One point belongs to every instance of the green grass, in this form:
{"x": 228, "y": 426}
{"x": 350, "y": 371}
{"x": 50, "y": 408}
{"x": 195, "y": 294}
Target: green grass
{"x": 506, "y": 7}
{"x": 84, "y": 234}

----------------

WHAT YOU SHOULD DO ▸ Copy out every row above again, line for line, with no changes.

TASK OUTPUT ▸
One point belongs to every instance of the green grass, in this form:
{"x": 228, "y": 426}
{"x": 350, "y": 371}
{"x": 50, "y": 408}
{"x": 195, "y": 294}
Target: green grass
{"x": 506, "y": 7}
{"x": 84, "y": 234}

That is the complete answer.